-- START OF TEXT SHOWN --
Friday, October 2, 2009

Question: How Should a Novice Train?

I just received the following question from Sean Lemecha which was posted in reference to my piece on Seasonal Summary. It’s a good question so rather than answer it where you might miss it I thought I’d bring it up front.

Q: Joe, those are some great questions to ask yourself. I just completed my first triathlon last month (Nation's Tri) and really look forward to jumping more into the fold next season with many more races. As a newbie/novice/beginner to the sport, what are some of the most important things I can be doing this winter to prepare for next season (after I have the answers to your questions above, of course)?

A: Sean, as mentioned in my Training Bible books, the most important abilities to work on in the Base period are also the ones that novices should also concentrate on for most of the first couple of years in the sport. They are…

Aerobic Endurance. This is the ability to maintain a low to moderate intensity for a long time. Once this is fully developed the more advanced abilities (Muscular Endurance and Anaerobic Endurance) may be built on its foundation. To improve this ability do long, steady workouts in the heart rate, power or pace 2 zone. For triathletes aerobic endurance must be separately developed in each discipline. (To find a wealth of information on this topic do a Google search on “aerobic decoupling.”)

Speed Skills. This is sometimes also called “economy.” It’s the ability to make the movements of the sport in way that doesn’t waste energy. Some of the components of this ability are posture, technique, flexibility, core stability, joint stability, and muscle recruitment. To improve this ability do frequent, short workouts in a particular sport with an emphasis on drills and skill development. Speed skill is a foundational ability for the advanced abilities of Anaerobic Endurance and Power.

Force. This is the ability to overcome resistance. Having this ability well-developed means you can easily cope with hills, wind and strong water currents. To develop this ability lift weights or do other strength-building exercises, run and/or ride on hills, and swim with paddles or drag devices. Work bouts should be very short, as in a few seconds, and done at a very high effort to challenge the muscles. Force is a foundational ability for the advanced abilities of Muscular Endurance and Power.
-- END OF TEXT SHOWN --
-- START OF INFORMATION SUPPLIED --
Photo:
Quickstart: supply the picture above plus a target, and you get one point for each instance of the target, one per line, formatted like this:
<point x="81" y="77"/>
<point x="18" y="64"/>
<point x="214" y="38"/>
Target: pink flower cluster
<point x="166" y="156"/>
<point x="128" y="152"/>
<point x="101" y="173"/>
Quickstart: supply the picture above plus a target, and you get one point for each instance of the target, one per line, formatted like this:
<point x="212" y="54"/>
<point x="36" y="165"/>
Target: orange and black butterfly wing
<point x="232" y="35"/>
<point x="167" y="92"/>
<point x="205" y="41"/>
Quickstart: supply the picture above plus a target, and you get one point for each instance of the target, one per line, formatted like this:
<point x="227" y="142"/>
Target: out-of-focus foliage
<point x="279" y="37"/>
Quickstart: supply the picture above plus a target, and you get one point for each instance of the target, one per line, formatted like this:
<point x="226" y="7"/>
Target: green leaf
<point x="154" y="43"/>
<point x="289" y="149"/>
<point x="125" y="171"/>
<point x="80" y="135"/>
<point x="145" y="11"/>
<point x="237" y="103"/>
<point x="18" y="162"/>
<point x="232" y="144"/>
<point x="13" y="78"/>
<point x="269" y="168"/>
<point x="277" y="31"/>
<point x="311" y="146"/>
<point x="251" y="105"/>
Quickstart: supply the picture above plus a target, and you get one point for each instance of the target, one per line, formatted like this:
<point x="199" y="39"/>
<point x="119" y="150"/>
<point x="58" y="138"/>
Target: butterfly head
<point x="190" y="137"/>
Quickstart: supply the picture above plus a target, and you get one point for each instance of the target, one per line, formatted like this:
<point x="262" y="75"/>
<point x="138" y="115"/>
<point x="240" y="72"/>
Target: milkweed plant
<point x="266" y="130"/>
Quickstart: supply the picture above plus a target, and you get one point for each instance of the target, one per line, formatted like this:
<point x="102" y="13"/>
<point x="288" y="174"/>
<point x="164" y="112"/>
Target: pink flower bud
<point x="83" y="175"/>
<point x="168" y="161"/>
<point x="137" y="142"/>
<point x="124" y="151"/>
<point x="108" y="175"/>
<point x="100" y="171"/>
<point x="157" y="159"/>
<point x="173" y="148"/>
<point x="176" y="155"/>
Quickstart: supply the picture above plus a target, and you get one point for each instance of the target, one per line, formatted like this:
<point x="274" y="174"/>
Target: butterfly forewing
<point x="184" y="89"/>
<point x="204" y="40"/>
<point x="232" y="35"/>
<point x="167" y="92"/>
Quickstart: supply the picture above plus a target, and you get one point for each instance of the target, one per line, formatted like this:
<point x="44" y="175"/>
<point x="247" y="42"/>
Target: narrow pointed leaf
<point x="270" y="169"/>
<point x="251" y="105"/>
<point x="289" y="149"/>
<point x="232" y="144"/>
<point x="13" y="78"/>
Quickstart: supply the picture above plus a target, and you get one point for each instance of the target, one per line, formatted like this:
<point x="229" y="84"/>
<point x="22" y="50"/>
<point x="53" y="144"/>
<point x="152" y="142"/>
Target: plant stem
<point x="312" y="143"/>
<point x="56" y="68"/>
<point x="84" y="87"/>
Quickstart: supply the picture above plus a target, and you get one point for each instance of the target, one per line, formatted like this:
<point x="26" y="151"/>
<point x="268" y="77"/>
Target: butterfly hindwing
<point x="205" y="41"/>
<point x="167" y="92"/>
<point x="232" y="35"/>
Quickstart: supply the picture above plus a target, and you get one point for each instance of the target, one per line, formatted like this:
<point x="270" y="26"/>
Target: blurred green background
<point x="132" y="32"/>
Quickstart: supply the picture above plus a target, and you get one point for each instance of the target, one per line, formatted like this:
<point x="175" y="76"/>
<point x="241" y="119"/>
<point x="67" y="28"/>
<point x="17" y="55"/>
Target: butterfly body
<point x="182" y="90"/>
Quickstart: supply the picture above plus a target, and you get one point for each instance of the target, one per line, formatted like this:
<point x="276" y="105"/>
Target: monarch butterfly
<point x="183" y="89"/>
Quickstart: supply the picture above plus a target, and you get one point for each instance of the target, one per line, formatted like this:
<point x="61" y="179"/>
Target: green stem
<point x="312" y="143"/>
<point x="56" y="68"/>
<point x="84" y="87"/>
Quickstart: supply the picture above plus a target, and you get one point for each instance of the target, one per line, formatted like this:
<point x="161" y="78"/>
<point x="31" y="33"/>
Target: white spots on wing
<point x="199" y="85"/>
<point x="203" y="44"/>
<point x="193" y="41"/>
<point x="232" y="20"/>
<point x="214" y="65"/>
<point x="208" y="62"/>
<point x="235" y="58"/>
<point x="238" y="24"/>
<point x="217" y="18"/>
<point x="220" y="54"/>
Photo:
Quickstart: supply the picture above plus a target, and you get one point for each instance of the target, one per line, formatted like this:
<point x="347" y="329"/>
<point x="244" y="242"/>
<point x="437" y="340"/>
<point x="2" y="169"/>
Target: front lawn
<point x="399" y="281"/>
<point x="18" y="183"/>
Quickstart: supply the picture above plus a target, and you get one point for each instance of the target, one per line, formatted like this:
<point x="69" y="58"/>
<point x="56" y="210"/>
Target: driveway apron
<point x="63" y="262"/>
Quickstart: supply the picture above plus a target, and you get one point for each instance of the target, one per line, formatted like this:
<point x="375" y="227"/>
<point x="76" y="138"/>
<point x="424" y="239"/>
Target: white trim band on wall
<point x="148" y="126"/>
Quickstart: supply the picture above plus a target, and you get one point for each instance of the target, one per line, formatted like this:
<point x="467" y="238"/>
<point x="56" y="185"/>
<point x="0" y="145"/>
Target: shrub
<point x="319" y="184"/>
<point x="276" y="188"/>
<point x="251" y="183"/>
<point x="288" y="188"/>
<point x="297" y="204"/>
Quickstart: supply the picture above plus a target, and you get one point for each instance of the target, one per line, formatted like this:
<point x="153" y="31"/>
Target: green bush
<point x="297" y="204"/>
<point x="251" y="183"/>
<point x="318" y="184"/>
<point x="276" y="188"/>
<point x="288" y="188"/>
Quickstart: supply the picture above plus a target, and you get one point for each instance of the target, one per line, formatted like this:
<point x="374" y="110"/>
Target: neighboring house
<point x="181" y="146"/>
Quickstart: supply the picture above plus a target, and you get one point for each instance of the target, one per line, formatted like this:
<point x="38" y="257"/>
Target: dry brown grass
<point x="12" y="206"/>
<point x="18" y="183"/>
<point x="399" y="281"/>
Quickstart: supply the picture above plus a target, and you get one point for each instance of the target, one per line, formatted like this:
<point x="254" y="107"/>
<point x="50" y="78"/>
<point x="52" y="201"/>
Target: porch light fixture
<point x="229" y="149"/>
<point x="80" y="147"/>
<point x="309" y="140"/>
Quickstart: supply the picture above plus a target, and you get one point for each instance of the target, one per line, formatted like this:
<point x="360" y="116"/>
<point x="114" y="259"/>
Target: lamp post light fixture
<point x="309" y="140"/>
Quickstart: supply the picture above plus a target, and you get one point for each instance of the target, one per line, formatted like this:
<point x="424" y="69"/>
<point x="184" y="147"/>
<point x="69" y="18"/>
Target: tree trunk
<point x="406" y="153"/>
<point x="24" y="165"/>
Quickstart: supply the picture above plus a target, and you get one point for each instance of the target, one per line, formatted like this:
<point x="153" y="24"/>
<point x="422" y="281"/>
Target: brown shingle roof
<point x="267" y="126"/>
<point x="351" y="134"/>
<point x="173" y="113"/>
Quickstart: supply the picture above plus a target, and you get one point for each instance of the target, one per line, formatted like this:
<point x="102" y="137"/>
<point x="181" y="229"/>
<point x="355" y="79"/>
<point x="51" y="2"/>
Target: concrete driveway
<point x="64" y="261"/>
-- END OF INFORMATION SUPPLIED --
> TASK DIRECTIONS
Carry the post on how a novice triathlete should train onward from its final sentence.

> OUTPUT BELOW
Muscular Endurance. ME is the combination of the Aerobic Endurance and Force abilities. After a few weeks of AE and F training you are ready to introduce a type of training in which you do long, steady intervals at a slightly higher effort, heart rate, power or pace (as a percentage of threshold being sure to stay below the threshold) than you did in AE training. These should be done with somewhat less force than in F training, which may mean using a bigger gear than usual on the bike, or by running or riding up low-gradient hills, or by swimming long sets with small paddles or minimal drag devices. The intervals are typically 6 minutes or longer with short recoveries (about one-fourth of the interval duration). ME training intensity will continue to increase into the Build period.

Once into the Build period (meaning you have about 12 weeks until your first A-priority race) training should increasingly take on the characteristics of the goal race. That means being certain to make both the durations and intensities of your workouts similar to those of the race. But that’s a whole other topic for another time.


At October 3, 2009 2:22 PM , Blogger junatik said...

hey joe - thanks for the post. i am in my second year of training and in addition to the above you recommend in your book that novices not do active recovery rides. i've always wondered why that is ? thanks for the great blog.

At October 3, 2009 3:39 PM , Blogger Joe Friel said...

junatik--Most novices (not all) will recover faster with a day off rather than a day of light training.

At October 3, 2009 7:00 PM , Blogger Nate Dunn said...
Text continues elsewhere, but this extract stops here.